• Extracted text
<<<<

Honestly though people place far too much importance on testing results charts. They can make the differences seem larger than they are in real life, especially if your system will be using more than a single radiator.

To make a really good choice knowing at what speed you will run your fans most of the time, like when gaming for example, helps a lot.

Just buying the largest and thickest rad will give you worse results if your fans will never run over 1000rpm for example. In that case thinner rads can work better.

If instead you have limited rad space available so will likely be running fans up to say 1850rpm to keep temps down with a single rad then extra thickness is definately useful.

All rads also perform differently in a real cases than they do in test environments.
Yes charts can be misleading so that's why I like to take the absolute difference when comparing 2 values/products.

Now I'm 'scratching my head' here with that sentence about the largest and thickest radiator being worse. How do you explain that?

Looking at the charts largest is always better. And thinking that if you have a bigger surface area to dissipate heat the better, even with no air flow that's true.

I'm thinking about buying the thermaltake level 20 xt so radiator space shouldn't be a problem. I'll add two 200mm fans at the front and 1 or 2 extra at the bottom to cool the water pump directly and the hard drives.
Double 480mm rads at the top of the case, with fans at low RPM for low noise, maybe around 1000RPM.

What do you guys think about the setup?

>>>>

• Recorded data
<<<<

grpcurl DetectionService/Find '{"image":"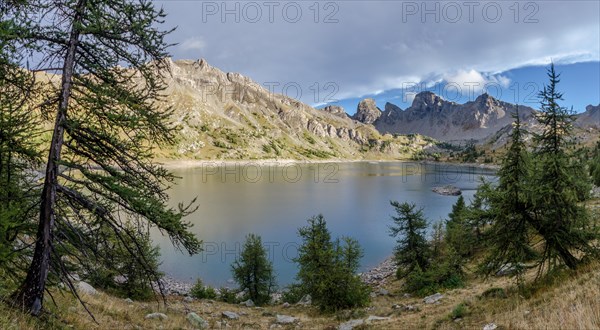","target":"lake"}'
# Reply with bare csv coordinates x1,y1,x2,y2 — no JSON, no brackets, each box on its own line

>>>>

• Exercise instructions
Write out the part of the radiator discussion starting with "I'm thinking about" and going on through "the hard drives.".

• Complete answer
I'm thinking about buying the thermaltake level 20 xt so radiator space shouldn't be a problem. I'll add two 200mm fans at the front and 1 or 2 extra at the bottom to cool the water pump directly and the hard drives.